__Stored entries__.
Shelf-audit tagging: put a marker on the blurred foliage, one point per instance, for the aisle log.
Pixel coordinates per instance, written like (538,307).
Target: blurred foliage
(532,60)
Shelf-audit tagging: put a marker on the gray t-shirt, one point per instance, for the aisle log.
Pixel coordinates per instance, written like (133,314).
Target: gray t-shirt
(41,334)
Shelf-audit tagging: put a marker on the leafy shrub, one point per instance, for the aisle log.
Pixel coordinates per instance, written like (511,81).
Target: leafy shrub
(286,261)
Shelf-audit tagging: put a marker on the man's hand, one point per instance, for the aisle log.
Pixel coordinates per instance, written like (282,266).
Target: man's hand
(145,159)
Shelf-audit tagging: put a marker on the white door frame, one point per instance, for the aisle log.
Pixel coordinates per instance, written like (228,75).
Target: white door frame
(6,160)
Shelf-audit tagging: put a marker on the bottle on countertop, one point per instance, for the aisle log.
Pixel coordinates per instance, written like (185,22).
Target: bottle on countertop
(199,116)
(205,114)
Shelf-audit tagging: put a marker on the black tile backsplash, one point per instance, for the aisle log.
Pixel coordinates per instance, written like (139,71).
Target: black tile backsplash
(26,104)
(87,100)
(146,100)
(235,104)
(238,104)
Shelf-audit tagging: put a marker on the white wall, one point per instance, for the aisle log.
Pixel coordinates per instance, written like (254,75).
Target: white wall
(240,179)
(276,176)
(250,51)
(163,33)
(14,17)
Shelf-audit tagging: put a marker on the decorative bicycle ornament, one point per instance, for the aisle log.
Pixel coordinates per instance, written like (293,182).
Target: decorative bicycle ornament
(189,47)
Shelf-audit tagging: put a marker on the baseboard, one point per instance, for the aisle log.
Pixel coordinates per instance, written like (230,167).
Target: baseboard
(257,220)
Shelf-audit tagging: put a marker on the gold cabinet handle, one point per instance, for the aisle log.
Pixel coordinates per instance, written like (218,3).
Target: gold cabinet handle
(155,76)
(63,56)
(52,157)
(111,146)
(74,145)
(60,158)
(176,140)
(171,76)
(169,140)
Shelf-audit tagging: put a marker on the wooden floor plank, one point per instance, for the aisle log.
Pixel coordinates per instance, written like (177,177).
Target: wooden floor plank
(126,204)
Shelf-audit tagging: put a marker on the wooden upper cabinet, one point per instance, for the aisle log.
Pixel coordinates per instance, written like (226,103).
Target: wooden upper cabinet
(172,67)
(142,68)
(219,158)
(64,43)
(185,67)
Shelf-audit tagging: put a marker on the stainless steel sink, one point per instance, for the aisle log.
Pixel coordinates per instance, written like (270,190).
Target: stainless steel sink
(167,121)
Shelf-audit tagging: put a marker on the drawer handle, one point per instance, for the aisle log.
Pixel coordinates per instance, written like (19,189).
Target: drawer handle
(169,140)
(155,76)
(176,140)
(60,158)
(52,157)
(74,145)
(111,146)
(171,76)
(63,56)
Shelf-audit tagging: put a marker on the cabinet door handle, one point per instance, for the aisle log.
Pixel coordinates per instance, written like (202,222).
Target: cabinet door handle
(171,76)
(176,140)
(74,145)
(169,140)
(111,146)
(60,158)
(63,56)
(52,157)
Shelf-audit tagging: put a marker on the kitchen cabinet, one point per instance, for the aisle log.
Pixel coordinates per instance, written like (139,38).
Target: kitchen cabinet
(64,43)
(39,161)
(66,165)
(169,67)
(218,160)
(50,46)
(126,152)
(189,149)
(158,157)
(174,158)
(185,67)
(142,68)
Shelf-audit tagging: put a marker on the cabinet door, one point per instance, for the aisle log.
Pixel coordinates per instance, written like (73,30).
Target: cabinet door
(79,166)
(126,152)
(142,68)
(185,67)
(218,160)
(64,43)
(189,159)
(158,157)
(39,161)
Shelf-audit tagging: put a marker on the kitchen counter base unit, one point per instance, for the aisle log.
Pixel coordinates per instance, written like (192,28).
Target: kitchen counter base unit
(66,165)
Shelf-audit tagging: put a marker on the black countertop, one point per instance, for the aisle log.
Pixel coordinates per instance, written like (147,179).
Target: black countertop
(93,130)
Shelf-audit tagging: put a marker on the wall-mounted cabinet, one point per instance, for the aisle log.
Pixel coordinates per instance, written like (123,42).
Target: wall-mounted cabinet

__Exercise objective__. After locating the line holding "Shelf-audit tagging: put a marker on the wooden floor" above, output exactly that line and every line after it through the line holding "Pixel coordinates per instance, written like (226,103).". Include nothing else.

__The completed task__.
Shelf-audit tagging: put a marker on the wooden floor plank, one point per instance, for the aisle log.
Pixel coordinates per instance, written like (177,177).
Target: wooden floor plank
(126,204)
Shelf-audit tagging: put a marker on the wooden upper cabinet, one point per instance, for the aisle log.
Pixel coordinates per instance, written like (226,103).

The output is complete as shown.